**Your task:** With nothing left out, give the data back exactly.

Stored data entries
====
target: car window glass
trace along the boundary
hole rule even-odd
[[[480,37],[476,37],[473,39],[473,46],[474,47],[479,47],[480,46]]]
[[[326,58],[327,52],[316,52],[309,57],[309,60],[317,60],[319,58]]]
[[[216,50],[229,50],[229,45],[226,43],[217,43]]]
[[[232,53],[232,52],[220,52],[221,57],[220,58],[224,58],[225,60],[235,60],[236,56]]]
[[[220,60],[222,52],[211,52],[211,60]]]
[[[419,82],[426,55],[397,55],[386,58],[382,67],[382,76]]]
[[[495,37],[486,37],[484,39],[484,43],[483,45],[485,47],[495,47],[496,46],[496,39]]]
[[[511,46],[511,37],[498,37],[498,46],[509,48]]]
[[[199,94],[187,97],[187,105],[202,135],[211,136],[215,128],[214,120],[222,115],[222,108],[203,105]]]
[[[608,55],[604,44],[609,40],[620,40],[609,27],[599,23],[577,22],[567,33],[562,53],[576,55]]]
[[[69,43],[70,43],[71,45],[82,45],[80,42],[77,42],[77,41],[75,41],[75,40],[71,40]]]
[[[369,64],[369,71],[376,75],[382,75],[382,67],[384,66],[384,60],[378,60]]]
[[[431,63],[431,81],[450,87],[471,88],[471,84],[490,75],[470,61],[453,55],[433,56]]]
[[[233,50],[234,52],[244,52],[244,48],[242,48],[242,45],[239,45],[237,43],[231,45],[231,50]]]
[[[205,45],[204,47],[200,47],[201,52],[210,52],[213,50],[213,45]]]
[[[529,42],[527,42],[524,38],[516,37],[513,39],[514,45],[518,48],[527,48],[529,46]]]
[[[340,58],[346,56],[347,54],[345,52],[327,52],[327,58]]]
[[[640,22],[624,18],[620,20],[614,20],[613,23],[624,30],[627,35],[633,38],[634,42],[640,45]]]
====
**Exercise result:**
target: car window glass
trace along the boundary
hole rule even-odd
[[[480,37],[476,37],[473,39],[473,46],[474,47],[479,47],[480,46]]]
[[[326,58],[327,52],[316,52],[309,57],[309,60],[317,60],[319,58]]]
[[[216,50],[229,50],[229,45],[226,43],[217,43]]]
[[[232,53],[232,52],[220,52],[221,57],[220,58],[224,58],[225,60],[235,60],[236,56]]]
[[[220,60],[222,52],[211,52],[211,60]]]
[[[419,82],[426,55],[397,55],[386,58],[382,67],[382,76]]]
[[[495,37],[486,37],[484,39],[484,43],[483,45],[485,47],[495,47],[496,46],[496,39]]]
[[[511,46],[511,37],[498,37],[498,46],[509,48]]]
[[[199,94],[187,97],[187,105],[202,135],[211,136],[215,128],[214,120],[222,115],[222,108],[203,105]]]
[[[608,55],[604,44],[609,40],[620,40],[609,27],[599,23],[577,22],[567,33],[562,53],[576,55]]]
[[[69,43],[70,43],[71,45],[82,45],[80,42],[77,42],[77,41],[75,41],[75,40],[71,40]]]
[[[369,64],[369,71],[376,75],[382,75],[382,67],[384,66],[384,60],[378,60]]]
[[[431,63],[431,81],[450,87],[471,88],[471,84],[490,75],[470,61],[453,55],[433,56]]]
[[[233,50],[234,52],[244,52],[244,48],[242,48],[242,45],[239,45],[237,43],[231,45],[231,50]]]
[[[205,45],[204,47],[200,47],[201,52],[210,52],[213,50],[213,45]]]
[[[529,42],[527,42],[524,38],[516,37],[513,39],[514,45],[518,48],[527,48],[529,46]]]
[[[340,58],[346,56],[347,54],[345,52],[327,52],[327,58]]]
[[[640,22],[624,18],[620,20],[614,20],[613,23],[624,30],[627,35],[633,38],[634,42],[640,45]]]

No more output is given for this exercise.